§ TEXT FOR ANALYSIS
──────────
I love my wife and just got back from our honeymoon in SF (after 5 years together), where we incidentally dropped by the armory bar, since the tours were sold out for the dates that we were there, but Kink University has become an important part of our life.
I have been stressed to the limit with catching up on work since then, and within that context I made the mistake of watching the video on poly with her. This pushed me beyond my strained coping abilities.
My wife is happy in our relationship but has expressed an interest in having a lover on the side for variety, and for achieving the NRE that Nina speaks of.
I can warm up to many things including the idea of casual sex with good friends as well as swinging, which I have been working towards exploring - taking the lead to make things less threatening, but poly is my worst nightmare and it is the one boundary that has not moved in my voyage of discovery. Multiple loving bonds of friendship are essential and the idea of casual sex with carefully screened friends or strangers under controlled situations is hot and seems like it could be safe and rewarding, but an intimate outside relationship fueled by sexual attraction is something that on self-reflection, I cannot imagine surviving my partner doing. As a mater of principle I don't want to discourage her from anything, but I seriously doubt that I could personally handle it unless I lost my libido or stopped caring about her and stopped wanting to share my life with her.
──────────
§ EXERCISES TO COMPLETE
#1 Answer these questions from the post about poly:
(a) Where in SF did the writer and the writer's wife drop by, and why?
(b) Which video did the writer watch with the writer's wife?
(c) Besides swinging, what does the writer say they can warm up to?
#2 Proceed with the post about poly, writing on from its last sentence.
This material isn't needed for the work.

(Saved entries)
──────────
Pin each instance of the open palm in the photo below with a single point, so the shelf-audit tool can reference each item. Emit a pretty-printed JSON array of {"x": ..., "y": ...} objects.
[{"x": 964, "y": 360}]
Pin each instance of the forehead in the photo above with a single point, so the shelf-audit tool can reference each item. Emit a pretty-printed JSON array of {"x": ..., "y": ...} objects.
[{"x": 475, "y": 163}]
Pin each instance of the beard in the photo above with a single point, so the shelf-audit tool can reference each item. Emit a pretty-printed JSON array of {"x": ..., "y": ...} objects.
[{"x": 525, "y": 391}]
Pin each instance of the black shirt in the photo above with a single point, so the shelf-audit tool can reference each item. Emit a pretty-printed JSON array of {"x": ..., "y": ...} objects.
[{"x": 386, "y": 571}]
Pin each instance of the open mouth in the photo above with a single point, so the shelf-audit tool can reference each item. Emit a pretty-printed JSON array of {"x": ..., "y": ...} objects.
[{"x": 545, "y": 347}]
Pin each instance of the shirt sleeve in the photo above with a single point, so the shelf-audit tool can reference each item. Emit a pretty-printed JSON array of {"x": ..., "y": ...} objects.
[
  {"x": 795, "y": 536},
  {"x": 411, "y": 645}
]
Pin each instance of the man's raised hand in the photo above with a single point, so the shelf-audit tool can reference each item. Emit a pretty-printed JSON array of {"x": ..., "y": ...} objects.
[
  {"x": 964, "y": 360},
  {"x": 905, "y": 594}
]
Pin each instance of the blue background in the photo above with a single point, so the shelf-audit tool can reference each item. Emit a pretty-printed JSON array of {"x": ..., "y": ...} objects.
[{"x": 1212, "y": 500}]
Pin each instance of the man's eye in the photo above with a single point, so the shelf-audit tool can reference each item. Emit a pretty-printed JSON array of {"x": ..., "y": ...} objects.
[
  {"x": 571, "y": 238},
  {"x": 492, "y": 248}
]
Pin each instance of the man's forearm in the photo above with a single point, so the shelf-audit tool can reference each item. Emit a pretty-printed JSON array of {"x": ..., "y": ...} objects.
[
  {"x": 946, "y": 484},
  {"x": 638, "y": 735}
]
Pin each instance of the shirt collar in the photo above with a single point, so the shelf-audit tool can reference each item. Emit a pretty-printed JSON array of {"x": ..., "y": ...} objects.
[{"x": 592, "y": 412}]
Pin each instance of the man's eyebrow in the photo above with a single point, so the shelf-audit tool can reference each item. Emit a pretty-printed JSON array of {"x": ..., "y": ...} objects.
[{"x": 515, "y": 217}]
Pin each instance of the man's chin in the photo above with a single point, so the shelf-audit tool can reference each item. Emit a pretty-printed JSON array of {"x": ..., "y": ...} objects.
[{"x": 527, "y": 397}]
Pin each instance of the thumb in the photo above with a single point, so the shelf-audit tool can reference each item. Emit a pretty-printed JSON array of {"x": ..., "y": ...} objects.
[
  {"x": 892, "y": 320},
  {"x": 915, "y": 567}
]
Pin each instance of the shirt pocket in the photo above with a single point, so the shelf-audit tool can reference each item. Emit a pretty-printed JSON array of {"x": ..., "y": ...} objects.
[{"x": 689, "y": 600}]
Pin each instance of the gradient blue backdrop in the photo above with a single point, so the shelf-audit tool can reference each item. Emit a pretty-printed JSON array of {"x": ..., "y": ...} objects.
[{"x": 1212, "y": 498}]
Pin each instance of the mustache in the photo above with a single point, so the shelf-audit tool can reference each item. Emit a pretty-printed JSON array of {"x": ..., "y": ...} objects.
──────────
§ RESPONSES PER TASK
#1
(a) They dropped by the armory bar, because the tours were sold out for the dates they were there.
(b) The video on poly.
(c) The idea of casual sex with good friends.

#2
I will be exploring why I am so violently opposed to this, and I will also continue doing everything that I can to ensure that she is fulfilled within a relationship that I can be part of, but I also want tools for protecting and strengthening my relationship with her and keeping things that we cannot handle in our relationship in the realm of fantasies explored through alternatives that are safer to our relationship.
I have reached out to a therapist on the KAP and am waiting to hear back.
I have started discussing these issues with more of my friends.
I acknowledge the attractiveness of some types of poly situations but the down-sides and risks seem too great for me. Life is too good without this complication.
Even though it is something that she has expressed as a possible need in the distant future that might or might not come to fruition, I am really struggling with this and it is affecting my ability to work and sleep. I welcome your thoughts on my situation, as again, I am really struggling.